Records for this task
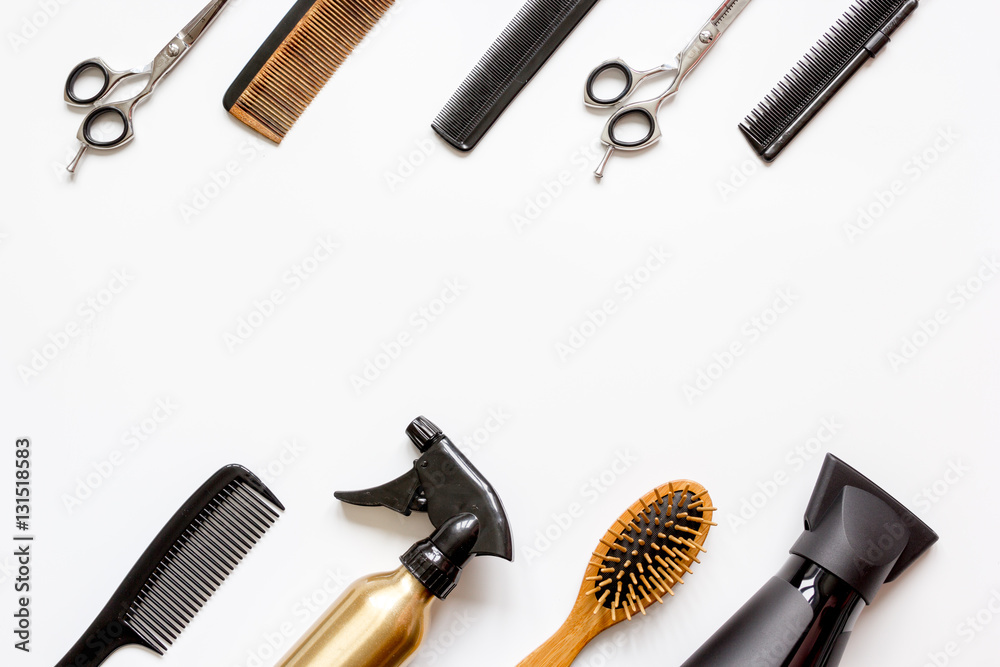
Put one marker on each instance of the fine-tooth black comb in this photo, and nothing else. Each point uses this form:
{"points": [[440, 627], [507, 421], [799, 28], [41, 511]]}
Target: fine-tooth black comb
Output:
{"points": [[186, 562], [516, 56], [860, 35]]}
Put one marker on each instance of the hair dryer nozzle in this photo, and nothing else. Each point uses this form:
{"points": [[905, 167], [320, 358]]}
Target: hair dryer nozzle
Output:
{"points": [[857, 531]]}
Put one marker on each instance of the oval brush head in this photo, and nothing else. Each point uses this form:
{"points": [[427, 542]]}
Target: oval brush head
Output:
{"points": [[642, 558]]}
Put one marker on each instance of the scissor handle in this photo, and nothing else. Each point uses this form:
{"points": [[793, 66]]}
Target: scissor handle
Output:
{"points": [[646, 111], [633, 79], [618, 64], [121, 110], [111, 79]]}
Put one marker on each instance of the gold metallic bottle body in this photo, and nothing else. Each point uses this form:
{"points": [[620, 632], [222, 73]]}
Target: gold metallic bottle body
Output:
{"points": [[378, 622]]}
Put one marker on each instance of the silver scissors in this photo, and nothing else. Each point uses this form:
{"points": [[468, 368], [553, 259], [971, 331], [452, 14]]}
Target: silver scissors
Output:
{"points": [[121, 111], [647, 110]]}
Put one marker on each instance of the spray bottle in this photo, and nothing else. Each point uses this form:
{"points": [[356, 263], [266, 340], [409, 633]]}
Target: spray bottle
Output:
{"points": [[856, 538], [379, 620]]}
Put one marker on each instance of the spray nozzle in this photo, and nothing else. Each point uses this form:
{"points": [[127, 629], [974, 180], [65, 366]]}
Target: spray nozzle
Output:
{"points": [[445, 484], [859, 532]]}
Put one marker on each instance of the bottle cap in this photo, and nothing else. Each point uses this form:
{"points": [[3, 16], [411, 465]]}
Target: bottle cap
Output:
{"points": [[437, 561]]}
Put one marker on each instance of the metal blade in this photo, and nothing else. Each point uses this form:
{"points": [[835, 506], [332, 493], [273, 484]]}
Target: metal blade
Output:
{"points": [[193, 30], [727, 14]]}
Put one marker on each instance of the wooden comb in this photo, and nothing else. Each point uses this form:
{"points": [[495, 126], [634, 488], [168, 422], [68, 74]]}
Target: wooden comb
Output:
{"points": [[296, 61], [642, 557]]}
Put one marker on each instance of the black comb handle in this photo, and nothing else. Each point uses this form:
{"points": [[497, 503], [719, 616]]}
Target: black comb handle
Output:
{"points": [[167, 585], [851, 43]]}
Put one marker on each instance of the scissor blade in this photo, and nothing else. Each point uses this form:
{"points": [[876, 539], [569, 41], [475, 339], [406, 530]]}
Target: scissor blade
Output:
{"points": [[727, 13], [193, 30]]}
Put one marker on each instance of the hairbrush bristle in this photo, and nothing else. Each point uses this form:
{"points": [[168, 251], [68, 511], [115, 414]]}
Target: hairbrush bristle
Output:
{"points": [[650, 549], [516, 55], [200, 560], [813, 75], [298, 59]]}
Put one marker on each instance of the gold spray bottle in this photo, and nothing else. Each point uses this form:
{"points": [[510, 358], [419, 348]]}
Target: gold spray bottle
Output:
{"points": [[379, 620]]}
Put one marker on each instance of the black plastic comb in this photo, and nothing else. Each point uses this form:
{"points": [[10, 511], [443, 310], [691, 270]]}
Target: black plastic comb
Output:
{"points": [[516, 56], [189, 559], [860, 35]]}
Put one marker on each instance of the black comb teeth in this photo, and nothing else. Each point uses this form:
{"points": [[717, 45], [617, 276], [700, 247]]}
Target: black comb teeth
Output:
{"points": [[217, 540], [183, 566], [514, 58], [840, 53]]}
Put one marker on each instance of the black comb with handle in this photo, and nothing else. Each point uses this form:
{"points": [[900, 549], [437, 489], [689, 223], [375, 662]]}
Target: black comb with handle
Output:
{"points": [[186, 562], [855, 39], [516, 56]]}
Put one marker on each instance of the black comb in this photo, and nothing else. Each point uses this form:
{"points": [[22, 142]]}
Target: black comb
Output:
{"points": [[189, 559], [860, 35], [516, 56]]}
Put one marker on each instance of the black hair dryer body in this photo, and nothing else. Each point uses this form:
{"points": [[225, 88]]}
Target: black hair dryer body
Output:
{"points": [[857, 537]]}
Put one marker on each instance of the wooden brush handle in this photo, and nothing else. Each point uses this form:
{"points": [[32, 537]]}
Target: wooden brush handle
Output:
{"points": [[561, 649]]}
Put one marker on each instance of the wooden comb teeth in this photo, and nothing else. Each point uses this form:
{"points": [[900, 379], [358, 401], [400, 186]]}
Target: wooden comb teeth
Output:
{"points": [[296, 61], [641, 559]]}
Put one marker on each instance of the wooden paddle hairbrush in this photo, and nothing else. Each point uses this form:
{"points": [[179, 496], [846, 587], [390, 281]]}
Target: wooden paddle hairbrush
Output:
{"points": [[642, 557]]}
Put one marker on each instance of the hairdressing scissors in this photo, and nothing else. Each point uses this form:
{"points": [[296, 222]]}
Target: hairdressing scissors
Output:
{"points": [[121, 111], [647, 110]]}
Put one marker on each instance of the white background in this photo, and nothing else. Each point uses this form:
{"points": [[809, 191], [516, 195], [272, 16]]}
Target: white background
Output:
{"points": [[495, 348]]}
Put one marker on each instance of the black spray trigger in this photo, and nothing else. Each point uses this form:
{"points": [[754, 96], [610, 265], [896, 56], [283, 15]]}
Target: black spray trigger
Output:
{"points": [[443, 483], [402, 495]]}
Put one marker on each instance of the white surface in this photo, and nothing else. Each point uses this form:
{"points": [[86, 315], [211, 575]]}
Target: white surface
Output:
{"points": [[495, 347]]}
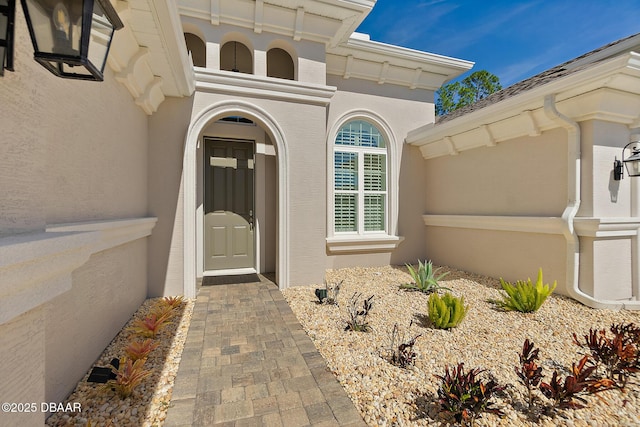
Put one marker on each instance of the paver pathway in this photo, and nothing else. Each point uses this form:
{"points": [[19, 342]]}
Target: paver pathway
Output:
{"points": [[248, 362]]}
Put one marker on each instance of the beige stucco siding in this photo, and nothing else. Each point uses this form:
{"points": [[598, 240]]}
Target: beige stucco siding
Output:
{"points": [[71, 151], [510, 255], [167, 133], [525, 177], [81, 323]]}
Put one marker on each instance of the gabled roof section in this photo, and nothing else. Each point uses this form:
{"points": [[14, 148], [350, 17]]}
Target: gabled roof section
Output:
{"points": [[627, 44], [325, 21], [148, 55], [361, 58], [601, 85]]}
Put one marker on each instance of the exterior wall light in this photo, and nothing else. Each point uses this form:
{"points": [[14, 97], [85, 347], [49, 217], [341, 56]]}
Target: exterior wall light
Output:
{"points": [[7, 17], [632, 163], [71, 38]]}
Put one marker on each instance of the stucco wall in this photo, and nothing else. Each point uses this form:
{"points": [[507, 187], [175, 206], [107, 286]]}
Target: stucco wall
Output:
{"points": [[523, 177], [71, 151], [167, 133], [81, 323]]}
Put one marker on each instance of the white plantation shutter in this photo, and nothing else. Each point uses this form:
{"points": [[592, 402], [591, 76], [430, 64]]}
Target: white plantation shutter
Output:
{"points": [[360, 179]]}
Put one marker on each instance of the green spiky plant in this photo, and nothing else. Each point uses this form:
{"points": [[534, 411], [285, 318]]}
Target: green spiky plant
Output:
{"points": [[524, 296], [425, 278], [446, 312]]}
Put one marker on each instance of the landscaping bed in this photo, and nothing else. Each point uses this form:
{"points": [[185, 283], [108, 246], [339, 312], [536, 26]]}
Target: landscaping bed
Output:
{"points": [[487, 338], [101, 404]]}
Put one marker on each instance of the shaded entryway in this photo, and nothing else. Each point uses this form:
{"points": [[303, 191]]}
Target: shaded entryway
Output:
{"points": [[247, 361]]}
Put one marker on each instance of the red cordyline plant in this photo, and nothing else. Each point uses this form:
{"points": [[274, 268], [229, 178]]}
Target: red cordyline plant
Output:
{"points": [[128, 376], [567, 393], [151, 325], [464, 396], [172, 301], [529, 373], [614, 358]]}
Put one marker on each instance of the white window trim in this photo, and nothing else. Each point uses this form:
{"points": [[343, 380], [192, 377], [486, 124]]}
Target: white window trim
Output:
{"points": [[370, 241]]}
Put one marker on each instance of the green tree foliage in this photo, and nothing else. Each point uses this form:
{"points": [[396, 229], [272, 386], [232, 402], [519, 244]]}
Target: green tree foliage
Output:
{"points": [[470, 90]]}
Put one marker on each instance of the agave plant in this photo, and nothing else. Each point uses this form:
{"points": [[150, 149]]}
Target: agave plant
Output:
{"points": [[446, 312], [524, 296], [425, 278]]}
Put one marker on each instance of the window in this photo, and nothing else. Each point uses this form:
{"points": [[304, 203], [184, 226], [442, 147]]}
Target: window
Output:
{"points": [[360, 179], [196, 46], [280, 64], [235, 56]]}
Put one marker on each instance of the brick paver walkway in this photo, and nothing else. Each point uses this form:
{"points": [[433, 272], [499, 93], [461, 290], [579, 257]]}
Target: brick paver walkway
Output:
{"points": [[248, 362]]}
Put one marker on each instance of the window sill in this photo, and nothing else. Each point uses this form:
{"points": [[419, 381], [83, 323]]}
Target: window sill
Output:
{"points": [[353, 244]]}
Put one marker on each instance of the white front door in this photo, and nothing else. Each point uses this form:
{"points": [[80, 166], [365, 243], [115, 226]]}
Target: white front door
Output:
{"points": [[228, 205]]}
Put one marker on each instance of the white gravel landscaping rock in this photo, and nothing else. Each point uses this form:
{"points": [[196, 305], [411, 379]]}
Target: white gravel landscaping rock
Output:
{"points": [[487, 338]]}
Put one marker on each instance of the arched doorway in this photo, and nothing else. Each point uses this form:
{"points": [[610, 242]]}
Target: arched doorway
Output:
{"points": [[195, 137]]}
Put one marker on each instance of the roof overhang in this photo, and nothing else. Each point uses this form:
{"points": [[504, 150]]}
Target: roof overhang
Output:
{"points": [[365, 59], [149, 56], [607, 91], [325, 21]]}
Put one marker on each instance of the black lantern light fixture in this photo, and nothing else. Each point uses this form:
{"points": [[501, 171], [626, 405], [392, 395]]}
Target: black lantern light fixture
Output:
{"points": [[7, 17], [632, 162], [71, 38]]}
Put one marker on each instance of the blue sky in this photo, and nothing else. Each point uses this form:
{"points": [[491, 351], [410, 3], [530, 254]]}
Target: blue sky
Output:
{"points": [[512, 39]]}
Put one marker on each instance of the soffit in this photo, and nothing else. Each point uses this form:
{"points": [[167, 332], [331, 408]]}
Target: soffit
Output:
{"points": [[365, 59], [606, 91], [148, 55], [324, 21]]}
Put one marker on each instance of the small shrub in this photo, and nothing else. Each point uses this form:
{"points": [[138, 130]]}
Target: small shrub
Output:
{"points": [[402, 354], [150, 325], [172, 301], [614, 358], [358, 317], [333, 289], [566, 394], [524, 296], [464, 396], [140, 349], [529, 373], [424, 278], [446, 312], [128, 376]]}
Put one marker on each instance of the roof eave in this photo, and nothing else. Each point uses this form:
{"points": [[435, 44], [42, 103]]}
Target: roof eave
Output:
{"points": [[564, 87]]}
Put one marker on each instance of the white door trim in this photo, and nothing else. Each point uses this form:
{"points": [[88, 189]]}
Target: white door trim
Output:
{"points": [[189, 167]]}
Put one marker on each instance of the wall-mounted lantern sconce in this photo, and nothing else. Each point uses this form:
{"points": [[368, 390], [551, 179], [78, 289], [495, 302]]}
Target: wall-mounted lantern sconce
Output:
{"points": [[71, 38], [632, 163]]}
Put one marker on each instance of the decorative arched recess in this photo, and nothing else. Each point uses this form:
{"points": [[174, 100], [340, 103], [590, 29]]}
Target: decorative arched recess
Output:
{"points": [[375, 242], [189, 167]]}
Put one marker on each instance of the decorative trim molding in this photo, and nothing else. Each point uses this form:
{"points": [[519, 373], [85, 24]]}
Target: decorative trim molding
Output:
{"points": [[111, 233], [161, 68], [262, 87], [37, 267], [522, 224], [341, 245], [607, 227]]}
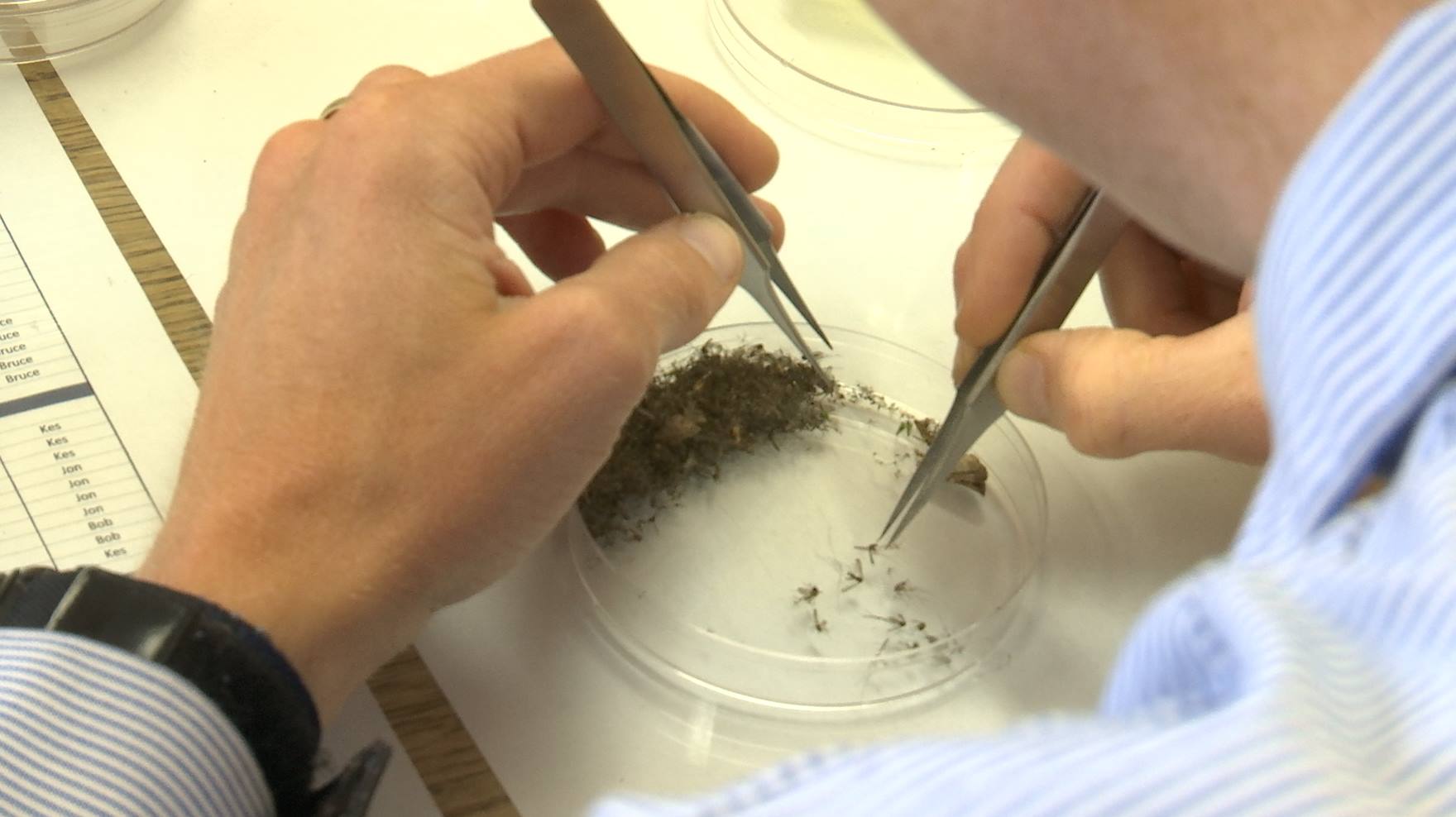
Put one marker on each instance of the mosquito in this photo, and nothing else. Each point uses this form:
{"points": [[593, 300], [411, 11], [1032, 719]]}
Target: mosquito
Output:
{"points": [[820, 625], [896, 621]]}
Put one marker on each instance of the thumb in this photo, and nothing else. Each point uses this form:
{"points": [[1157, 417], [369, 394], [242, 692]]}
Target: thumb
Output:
{"points": [[1120, 392]]}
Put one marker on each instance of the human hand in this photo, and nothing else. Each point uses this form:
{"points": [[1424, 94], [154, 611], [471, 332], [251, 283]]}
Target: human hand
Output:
{"points": [[1180, 370], [383, 428]]}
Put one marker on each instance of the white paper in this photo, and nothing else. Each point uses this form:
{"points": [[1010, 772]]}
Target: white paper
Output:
{"points": [[561, 719], [95, 402]]}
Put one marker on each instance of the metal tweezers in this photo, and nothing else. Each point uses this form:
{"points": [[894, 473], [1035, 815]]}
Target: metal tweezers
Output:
{"points": [[678, 155], [1059, 283]]}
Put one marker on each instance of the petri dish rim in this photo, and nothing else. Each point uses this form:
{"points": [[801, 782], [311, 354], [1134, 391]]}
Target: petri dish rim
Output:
{"points": [[584, 547], [768, 50]]}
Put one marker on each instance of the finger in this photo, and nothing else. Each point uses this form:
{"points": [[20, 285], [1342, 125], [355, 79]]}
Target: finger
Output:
{"points": [[559, 243], [386, 76], [649, 293], [1030, 200], [281, 160], [1117, 392], [1147, 289], [540, 108]]}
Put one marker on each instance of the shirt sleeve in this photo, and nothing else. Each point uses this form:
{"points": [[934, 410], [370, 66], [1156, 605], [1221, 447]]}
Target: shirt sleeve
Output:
{"points": [[88, 729], [1314, 671]]}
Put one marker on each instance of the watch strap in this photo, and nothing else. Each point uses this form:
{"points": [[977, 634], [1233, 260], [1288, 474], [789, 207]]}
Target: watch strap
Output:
{"points": [[229, 660]]}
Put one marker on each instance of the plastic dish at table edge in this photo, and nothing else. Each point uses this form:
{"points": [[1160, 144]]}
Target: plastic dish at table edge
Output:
{"points": [[643, 609]]}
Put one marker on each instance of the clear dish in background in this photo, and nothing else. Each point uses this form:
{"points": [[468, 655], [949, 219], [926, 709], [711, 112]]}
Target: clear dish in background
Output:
{"points": [[710, 599], [836, 69], [44, 30]]}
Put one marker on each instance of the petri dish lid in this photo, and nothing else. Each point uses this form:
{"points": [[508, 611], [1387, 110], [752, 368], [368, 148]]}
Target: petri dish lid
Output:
{"points": [[44, 30], [836, 69], [760, 589]]}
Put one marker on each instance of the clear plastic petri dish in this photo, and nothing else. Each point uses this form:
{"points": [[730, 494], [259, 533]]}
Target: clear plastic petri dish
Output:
{"points": [[836, 69], [46, 30], [759, 590]]}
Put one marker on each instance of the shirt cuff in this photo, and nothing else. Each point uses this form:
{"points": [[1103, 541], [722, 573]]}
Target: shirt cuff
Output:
{"points": [[89, 729]]}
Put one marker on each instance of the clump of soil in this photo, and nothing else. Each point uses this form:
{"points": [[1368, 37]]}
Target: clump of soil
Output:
{"points": [[697, 414], [711, 407]]}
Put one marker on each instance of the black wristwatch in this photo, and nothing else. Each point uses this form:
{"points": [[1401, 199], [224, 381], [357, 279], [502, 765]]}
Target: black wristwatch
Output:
{"points": [[222, 656]]}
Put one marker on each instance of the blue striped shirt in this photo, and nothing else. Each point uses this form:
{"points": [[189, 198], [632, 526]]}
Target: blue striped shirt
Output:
{"points": [[1312, 671], [88, 729]]}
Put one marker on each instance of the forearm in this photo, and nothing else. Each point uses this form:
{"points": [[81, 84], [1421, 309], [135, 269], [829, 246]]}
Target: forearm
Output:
{"points": [[1145, 97]]}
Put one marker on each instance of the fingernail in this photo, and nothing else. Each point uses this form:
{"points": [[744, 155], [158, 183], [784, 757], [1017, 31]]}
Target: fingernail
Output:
{"points": [[1023, 384], [716, 242]]}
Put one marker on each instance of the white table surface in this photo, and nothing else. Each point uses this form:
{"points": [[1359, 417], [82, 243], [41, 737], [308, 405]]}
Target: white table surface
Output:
{"points": [[182, 109]]}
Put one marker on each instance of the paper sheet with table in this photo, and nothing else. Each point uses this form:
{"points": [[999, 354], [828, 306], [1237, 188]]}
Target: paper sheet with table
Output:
{"points": [[93, 399]]}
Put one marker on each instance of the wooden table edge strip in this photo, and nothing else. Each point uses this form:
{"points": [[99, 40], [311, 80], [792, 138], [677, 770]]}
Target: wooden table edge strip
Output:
{"points": [[437, 743]]}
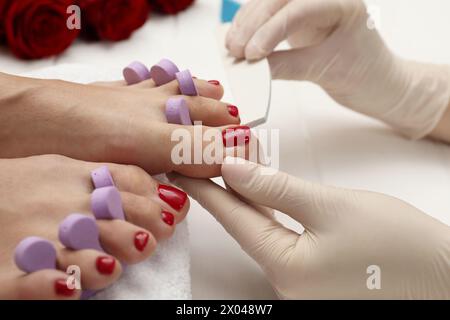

To do
Pull out every line of the records that contains the string "hairbrush".

Solution to this problem
Put one marker on each instance of the hairbrush bristle in this photo, and nothing else. Each point uses this form:
Target: hairbrush bristle
Put one marker on each instance of the wooden paddle hairbrush in this photo, and nothing else. Each point uses this form:
Target: wooden paddle hairbrush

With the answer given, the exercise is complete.